▶ Data in this exercise:
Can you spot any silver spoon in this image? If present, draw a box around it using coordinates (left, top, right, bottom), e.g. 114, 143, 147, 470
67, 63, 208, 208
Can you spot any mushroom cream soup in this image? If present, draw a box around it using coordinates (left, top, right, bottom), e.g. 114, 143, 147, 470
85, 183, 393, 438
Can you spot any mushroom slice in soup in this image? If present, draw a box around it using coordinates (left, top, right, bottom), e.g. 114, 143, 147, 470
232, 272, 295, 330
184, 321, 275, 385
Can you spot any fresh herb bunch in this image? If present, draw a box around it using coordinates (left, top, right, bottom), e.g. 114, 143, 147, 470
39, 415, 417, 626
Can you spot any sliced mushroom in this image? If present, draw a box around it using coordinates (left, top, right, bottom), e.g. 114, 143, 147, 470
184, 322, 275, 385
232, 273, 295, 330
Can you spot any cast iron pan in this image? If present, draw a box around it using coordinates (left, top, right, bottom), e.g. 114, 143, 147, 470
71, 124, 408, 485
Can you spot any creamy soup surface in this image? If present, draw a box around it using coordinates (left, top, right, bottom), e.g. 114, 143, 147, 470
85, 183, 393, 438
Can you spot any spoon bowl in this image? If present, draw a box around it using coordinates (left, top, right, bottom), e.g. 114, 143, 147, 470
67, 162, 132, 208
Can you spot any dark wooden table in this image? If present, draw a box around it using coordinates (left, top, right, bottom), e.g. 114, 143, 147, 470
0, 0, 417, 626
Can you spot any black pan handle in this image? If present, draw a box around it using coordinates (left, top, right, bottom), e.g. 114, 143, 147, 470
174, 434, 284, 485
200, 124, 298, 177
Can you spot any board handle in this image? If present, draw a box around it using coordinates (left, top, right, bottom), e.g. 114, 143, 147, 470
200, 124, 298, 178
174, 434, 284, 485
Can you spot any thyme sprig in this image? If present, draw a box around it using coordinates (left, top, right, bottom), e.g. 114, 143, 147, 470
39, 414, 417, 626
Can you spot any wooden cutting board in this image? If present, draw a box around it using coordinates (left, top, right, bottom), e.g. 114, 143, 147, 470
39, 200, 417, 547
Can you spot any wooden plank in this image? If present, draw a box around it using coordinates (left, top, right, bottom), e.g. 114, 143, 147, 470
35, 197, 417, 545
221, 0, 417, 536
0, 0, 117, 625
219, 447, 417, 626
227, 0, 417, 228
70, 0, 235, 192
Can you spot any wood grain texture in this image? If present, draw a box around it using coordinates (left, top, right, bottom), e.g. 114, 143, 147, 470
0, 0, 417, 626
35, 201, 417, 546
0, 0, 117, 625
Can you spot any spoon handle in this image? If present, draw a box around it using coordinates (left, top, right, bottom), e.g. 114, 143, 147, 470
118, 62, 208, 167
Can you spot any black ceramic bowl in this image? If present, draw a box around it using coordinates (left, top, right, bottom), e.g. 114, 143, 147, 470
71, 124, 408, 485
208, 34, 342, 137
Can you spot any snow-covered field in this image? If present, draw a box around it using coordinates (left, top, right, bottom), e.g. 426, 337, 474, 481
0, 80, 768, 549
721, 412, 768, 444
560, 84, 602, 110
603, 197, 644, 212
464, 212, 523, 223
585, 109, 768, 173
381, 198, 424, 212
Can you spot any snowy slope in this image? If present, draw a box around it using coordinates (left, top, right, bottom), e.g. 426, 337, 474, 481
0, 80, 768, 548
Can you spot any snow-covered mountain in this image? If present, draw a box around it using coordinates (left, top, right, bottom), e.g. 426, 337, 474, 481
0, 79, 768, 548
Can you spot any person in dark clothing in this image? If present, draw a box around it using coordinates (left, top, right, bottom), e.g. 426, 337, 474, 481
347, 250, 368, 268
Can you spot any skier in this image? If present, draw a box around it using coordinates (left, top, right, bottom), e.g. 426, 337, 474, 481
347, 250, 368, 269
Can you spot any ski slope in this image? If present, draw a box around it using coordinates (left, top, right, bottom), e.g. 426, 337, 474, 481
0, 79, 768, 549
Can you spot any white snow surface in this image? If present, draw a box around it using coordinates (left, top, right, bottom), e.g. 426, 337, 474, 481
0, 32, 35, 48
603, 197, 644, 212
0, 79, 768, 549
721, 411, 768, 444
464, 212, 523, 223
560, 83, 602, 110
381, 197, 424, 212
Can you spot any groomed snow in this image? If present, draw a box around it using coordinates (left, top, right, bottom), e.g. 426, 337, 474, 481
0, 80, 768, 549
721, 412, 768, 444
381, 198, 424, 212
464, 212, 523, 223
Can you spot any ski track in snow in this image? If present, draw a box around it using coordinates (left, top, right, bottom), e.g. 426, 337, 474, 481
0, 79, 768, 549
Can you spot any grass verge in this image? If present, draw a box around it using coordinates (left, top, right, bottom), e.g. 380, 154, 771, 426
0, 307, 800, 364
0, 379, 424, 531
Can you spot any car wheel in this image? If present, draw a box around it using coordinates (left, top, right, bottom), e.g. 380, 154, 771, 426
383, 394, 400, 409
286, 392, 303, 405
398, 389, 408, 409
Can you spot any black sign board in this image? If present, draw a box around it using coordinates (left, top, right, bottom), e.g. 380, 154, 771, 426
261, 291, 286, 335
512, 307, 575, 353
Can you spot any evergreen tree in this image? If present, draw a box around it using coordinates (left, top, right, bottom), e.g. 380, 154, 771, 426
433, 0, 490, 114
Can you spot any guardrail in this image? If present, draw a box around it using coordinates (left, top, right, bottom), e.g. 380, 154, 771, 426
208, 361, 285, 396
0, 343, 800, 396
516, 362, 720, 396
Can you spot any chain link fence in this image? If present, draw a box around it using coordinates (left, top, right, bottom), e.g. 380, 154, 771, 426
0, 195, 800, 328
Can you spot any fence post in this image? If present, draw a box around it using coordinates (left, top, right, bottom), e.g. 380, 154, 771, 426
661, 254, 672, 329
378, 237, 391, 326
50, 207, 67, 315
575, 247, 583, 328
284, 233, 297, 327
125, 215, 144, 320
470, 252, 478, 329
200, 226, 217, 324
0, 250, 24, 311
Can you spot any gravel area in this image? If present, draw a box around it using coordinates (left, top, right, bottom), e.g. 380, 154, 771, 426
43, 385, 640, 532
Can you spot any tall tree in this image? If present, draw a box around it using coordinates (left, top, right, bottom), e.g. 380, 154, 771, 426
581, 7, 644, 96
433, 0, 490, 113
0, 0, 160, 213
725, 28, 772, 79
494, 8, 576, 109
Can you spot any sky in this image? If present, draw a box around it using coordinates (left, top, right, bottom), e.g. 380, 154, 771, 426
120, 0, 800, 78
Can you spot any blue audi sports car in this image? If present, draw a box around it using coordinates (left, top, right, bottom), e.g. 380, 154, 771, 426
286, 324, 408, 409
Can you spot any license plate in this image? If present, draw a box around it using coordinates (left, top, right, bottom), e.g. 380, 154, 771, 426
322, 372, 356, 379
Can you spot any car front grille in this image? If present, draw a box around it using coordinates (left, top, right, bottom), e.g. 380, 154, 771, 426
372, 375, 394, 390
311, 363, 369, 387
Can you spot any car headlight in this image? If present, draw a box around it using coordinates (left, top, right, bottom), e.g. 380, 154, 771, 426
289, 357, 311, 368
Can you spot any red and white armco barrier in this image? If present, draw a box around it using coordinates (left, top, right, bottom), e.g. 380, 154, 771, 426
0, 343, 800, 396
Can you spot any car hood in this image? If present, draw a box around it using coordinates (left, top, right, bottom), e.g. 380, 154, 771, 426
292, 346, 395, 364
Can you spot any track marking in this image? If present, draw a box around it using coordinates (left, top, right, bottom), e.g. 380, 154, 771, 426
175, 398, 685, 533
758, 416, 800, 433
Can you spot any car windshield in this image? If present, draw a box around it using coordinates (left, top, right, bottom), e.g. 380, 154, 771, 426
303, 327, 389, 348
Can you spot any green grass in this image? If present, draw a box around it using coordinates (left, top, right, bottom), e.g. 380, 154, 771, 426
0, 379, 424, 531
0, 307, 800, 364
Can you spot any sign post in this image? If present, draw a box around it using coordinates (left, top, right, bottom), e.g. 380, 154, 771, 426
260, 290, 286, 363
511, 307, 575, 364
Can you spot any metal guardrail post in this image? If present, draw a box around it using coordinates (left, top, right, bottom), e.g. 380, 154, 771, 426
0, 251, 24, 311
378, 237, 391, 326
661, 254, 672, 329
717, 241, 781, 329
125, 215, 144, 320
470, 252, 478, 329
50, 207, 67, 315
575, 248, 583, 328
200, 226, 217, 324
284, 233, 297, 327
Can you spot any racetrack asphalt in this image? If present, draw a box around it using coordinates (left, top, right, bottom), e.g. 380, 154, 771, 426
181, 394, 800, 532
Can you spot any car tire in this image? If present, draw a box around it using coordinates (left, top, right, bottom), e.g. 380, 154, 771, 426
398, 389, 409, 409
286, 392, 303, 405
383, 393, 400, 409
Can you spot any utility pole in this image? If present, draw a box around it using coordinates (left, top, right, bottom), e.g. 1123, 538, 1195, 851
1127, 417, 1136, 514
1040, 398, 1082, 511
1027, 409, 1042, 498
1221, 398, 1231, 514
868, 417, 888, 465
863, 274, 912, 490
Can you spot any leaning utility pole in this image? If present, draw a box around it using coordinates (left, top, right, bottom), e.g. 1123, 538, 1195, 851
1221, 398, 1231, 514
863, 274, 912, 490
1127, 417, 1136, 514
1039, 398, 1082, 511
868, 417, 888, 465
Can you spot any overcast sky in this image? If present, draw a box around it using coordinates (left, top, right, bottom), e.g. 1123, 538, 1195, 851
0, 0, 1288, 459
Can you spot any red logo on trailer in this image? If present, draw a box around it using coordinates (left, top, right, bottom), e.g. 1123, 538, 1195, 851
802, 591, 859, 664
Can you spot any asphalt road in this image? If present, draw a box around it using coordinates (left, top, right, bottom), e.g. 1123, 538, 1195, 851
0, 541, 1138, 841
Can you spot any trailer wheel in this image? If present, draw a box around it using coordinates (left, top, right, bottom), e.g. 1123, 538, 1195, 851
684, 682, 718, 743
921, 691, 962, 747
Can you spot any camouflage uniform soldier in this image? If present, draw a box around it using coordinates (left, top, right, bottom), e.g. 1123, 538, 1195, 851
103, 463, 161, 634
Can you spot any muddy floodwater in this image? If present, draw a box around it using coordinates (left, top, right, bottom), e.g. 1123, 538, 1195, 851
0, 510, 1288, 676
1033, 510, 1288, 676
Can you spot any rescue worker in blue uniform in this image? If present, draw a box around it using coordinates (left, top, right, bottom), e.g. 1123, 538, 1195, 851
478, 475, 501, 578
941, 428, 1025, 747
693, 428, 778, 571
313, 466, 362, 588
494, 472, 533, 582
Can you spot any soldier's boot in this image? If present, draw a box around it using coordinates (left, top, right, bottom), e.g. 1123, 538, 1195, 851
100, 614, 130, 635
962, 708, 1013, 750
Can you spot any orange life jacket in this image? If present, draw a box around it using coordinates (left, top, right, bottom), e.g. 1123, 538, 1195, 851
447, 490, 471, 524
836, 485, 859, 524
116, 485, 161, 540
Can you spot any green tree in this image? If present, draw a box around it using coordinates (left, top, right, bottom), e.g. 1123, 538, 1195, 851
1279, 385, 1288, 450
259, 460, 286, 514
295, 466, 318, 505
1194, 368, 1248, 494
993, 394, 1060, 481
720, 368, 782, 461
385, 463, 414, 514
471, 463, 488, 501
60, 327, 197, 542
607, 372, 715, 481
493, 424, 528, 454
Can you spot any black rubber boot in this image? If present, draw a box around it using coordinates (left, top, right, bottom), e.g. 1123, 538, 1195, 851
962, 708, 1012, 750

▶ Goal: Please rewrite the material between the line holding "Can you spot any black sign" and the line holding "433, 0, 490, 114", inclusive, changing "evergreen tree" to "pine tree" and leaving everything else unchanged.

▶ Complete answer:
Can you spot any black sign board in this image? If present, draw a box around it using coordinates (left, top, right, bottom), e.g. 380, 154, 771, 426
261, 291, 286, 335
512, 307, 575, 353
Can you spot any pine tree in this image? If present, draw a box around it using coordinates (left, top, right, bottom), e.g. 380, 154, 771, 426
433, 0, 490, 114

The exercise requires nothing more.